TASK INSTRUCTIONS: Extract every line in the entries below that contains the word "bounding", copying each line in full.

MATERIALS PROVIDED:
⁂

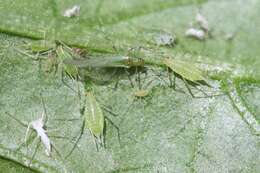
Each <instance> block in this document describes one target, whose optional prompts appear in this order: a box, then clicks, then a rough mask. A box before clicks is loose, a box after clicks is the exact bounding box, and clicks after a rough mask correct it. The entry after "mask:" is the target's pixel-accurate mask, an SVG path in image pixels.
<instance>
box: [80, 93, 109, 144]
mask: <svg viewBox="0 0 260 173" xmlns="http://www.w3.org/2000/svg"><path fill="white" fill-rule="evenodd" d="M86 97H87V100H86V108H85V112H84V118H85V123H86V124H85V125H86V127H87V128H88V129H89V130H90V132H91V133H92V135H94V137H96V138H98V139H102V136H103V131H104V123H105V122H104V115H103V112H102V109H101V107H100V105H99V103H98V102H97V100H96V98H95V96H94V95H93V93H92V92H86ZM101 142H102V141H101Z"/></svg>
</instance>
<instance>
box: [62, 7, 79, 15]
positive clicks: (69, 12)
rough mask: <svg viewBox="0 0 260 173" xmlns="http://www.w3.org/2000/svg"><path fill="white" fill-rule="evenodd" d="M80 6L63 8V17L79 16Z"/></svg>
mask: <svg viewBox="0 0 260 173" xmlns="http://www.w3.org/2000/svg"><path fill="white" fill-rule="evenodd" d="M79 11H80V6H79V5H74V6H73V7H72V8H69V9H67V10H65V12H64V13H63V16H64V17H76V16H79Z"/></svg>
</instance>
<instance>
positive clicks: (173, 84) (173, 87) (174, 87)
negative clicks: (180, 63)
mask: <svg viewBox="0 0 260 173" xmlns="http://www.w3.org/2000/svg"><path fill="white" fill-rule="evenodd" d="M173 89H174V90H176V75H173Z"/></svg>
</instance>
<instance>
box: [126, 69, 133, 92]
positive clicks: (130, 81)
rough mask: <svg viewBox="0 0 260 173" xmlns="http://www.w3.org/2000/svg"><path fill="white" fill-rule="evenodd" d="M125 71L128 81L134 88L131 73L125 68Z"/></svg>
mask: <svg viewBox="0 0 260 173" xmlns="http://www.w3.org/2000/svg"><path fill="white" fill-rule="evenodd" d="M125 72H126V74H127V78H128V80H129V81H130V84H131V87H132V88H134V83H133V81H132V78H131V74H130V73H129V72H128V71H127V70H126V69H125Z"/></svg>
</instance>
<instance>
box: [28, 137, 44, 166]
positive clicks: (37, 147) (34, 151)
mask: <svg viewBox="0 0 260 173" xmlns="http://www.w3.org/2000/svg"><path fill="white" fill-rule="evenodd" d="M40 142H41V140H40V139H38V141H37V144H36V148H35V150H34V152H33V155H32V157H31V159H30V162H29V164H28V166H29V167H31V164H32V161H33V159H34V157H35V155H36V153H37V151H38V149H39V147H40Z"/></svg>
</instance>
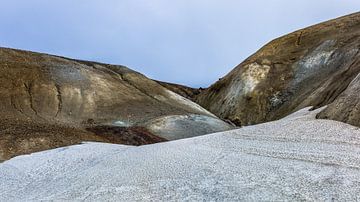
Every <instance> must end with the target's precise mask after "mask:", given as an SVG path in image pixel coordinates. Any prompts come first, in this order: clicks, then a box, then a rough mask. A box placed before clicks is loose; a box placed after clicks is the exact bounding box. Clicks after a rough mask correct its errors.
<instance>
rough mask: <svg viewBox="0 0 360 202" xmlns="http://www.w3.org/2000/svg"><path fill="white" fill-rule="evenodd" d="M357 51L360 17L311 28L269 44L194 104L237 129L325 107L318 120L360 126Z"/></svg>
mask: <svg viewBox="0 0 360 202" xmlns="http://www.w3.org/2000/svg"><path fill="white" fill-rule="evenodd" d="M359 48H360V13H355V14H352V15H348V16H344V17H341V18H338V19H334V20H331V21H328V22H324V23H321V24H318V25H314V26H311V27H309V28H305V29H302V30H299V31H296V32H293V33H291V34H288V35H285V36H283V37H280V38H278V39H275V40H273V41H271V42H270V43H268V44H267V45H265V46H264V47H263V48H261V49H260V50H259V51H258V52H256V53H255V54H254V55H252V56H250V57H249V58H248V59H246V60H245V61H244V62H242V63H241V64H240V65H239V66H237V67H236V68H235V69H233V70H232V71H231V72H230V73H229V74H228V75H226V76H225V77H224V78H222V79H221V80H219V81H218V82H216V83H215V84H213V85H212V86H211V87H209V88H208V89H206V90H205V91H203V92H202V93H201V94H200V95H199V96H198V97H197V98H196V100H197V102H198V103H200V105H202V106H203V107H205V108H206V109H208V110H209V111H211V112H213V113H214V114H216V115H218V116H219V117H221V118H224V119H229V120H231V121H232V122H234V123H236V124H237V125H250V124H256V123H261V122H266V121H271V120H276V119H279V118H282V117H284V116H286V115H288V114H290V113H292V112H294V111H296V110H298V109H301V108H304V107H306V106H314V107H316V108H317V107H321V106H325V105H328V107H327V108H326V109H325V110H324V111H323V112H321V113H320V114H319V115H318V117H319V118H329V119H335V120H339V121H343V122H347V123H351V124H353V125H357V126H360V115H359V113H358V112H359V111H358V110H359V109H358V106H359V101H360V98H359V96H358V95H359V94H358V93H359V87H358V86H359V85H360V83H359V82H360V81H359V78H358V77H357V75H358V74H359V72H360V63H359V62H360V56H359Z"/></svg>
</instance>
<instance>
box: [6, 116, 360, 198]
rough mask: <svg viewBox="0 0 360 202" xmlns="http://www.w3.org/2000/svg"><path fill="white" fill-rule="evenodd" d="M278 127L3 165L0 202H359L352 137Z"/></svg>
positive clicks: (300, 123) (47, 153)
mask: <svg viewBox="0 0 360 202" xmlns="http://www.w3.org/2000/svg"><path fill="white" fill-rule="evenodd" d="M318 111H319V110H317V111H313V112H308V111H307V109H304V110H301V111H299V112H297V113H295V114H292V115H290V116H288V117H286V118H284V119H282V120H280V121H276V122H270V123H265V124H260V125H255V126H249V127H244V128H241V129H238V130H233V131H228V132H221V133H216V134H211V135H206V136H201V137H196V138H190V139H183V140H178V141H171V142H166V143H160V144H154V145H146V146H141V147H131V146H121V145H111V144H103V143H87V144H83V145H76V146H71V147H66V148H59V149H54V150H51V151H46V152H40V153H35V154H32V155H28V156H19V157H16V158H14V159H11V160H9V161H6V162H4V163H2V164H0V201H17V200H18V201H24V200H27V201H31V200H61V201H62V200H90V201H99V200H100V201H101V200H110V201H134V200H146V201H157V200H163V201H173V200H180V201H193V200H196V201H199V200H206V201H234V200H256V201H264V200H266V201H269V200H270V201H276V200H288V201H300V200H327V201H330V200H339V201H354V200H360V196H359V194H358V193H360V169H359V168H360V131H359V128H356V127H353V126H350V125H347V124H344V123H341V122H336V121H331V120H315V119H314V116H315V114H316V113H318Z"/></svg>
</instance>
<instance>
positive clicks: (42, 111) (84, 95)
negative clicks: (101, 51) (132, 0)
mask: <svg viewBox="0 0 360 202" xmlns="http://www.w3.org/2000/svg"><path fill="white" fill-rule="evenodd" d="M0 98H1V99H0V125H1V126H0V160H2V159H7V158H10V157H11V156H14V155H18V154H23V153H29V152H33V151H40V150H44V149H50V148H55V147H59V146H66V145H71V144H77V143H80V142H82V141H103V142H111V143H121V144H132V145H140V144H147V143H155V142H159V141H164V138H163V137H156V135H158V134H159V135H161V134H163V133H162V130H161V128H160V129H158V130H156V133H158V134H151V133H150V132H149V131H146V130H147V129H146V128H145V127H144V126H145V124H147V123H148V122H150V121H151V120H153V119H157V118H159V117H162V116H174V115H178V116H184V115H190V114H197V115H202V116H204V117H209V120H210V119H211V120H213V119H215V120H217V121H218V122H219V123H221V124H220V125H221V126H220V127H219V125H216V126H214V127H213V128H214V129H215V130H216V131H220V130H223V128H224V127H223V126H224V125H225V126H228V124H227V123H225V122H223V121H221V120H220V119H218V118H217V117H215V116H214V115H213V114H211V113H210V112H208V111H207V110H205V109H204V108H202V107H200V106H199V105H198V104H196V103H194V102H192V101H190V100H188V99H186V98H184V97H182V96H180V95H178V94H176V93H174V92H171V91H169V90H168V89H166V88H164V87H163V86H161V85H159V84H158V83H157V82H155V81H153V80H151V79H148V78H147V77H145V76H144V75H142V74H140V73H138V72H135V71H132V70H131V69H128V68H127V67H124V66H115V65H107V64H100V63H95V62H87V61H79V60H72V59H66V58H62V57H57V56H50V55H46V54H39V53H33V52H27V51H19V50H13V49H7V48H0ZM210 117H211V118H210ZM190 122H191V121H190ZM202 124H203V123H200V122H194V123H191V124H190V125H189V126H190V128H186V129H185V128H183V129H182V130H181V129H179V128H178V129H177V130H176V134H177V135H179V137H174V138H176V139H178V138H181V137H183V136H186V134H187V133H188V131H189V130H190V131H192V130H193V132H192V133H191V135H192V136H197V135H203V134H204V133H203V131H201V130H197V127H200V128H201V127H203V126H202ZM98 126H102V127H98ZM108 126H111V127H108ZM114 127H119V128H114ZM122 127H123V128H122ZM124 127H125V128H124ZM126 127H135V128H129V129H126ZM146 127H149V125H148V124H147V125H146ZM216 127H218V128H216ZM139 128H140V129H139ZM105 129H109V131H105ZM164 130H166V132H171V131H170V130H169V128H166V129H164ZM64 131H66V132H64ZM99 131H100V132H99ZM196 131H198V132H200V133H196ZM67 134H68V135H67Z"/></svg>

⁂

COMPLETED EXERCISE:
Each <instance> block in this document describes one target, whose optional prompts appear in this order: a box, then clicks, then a rough mask. A box before clicks is loose, a box after clicks is the exact bounding box, and clicks after a rough mask correct it. The entry after "mask:" is the target's pixel-accurate mask, an SVG path in image pixels.
Every <instance> must end with the target's precise mask after "mask:", given as an SVG path in image pixel coordinates. Any prompts come first, in this order: clicks, then a box, then a rough mask. A box placed before clicks is loose; a box placed after clicks is the exact bounding box. Clicks after a rough mask correct its errors.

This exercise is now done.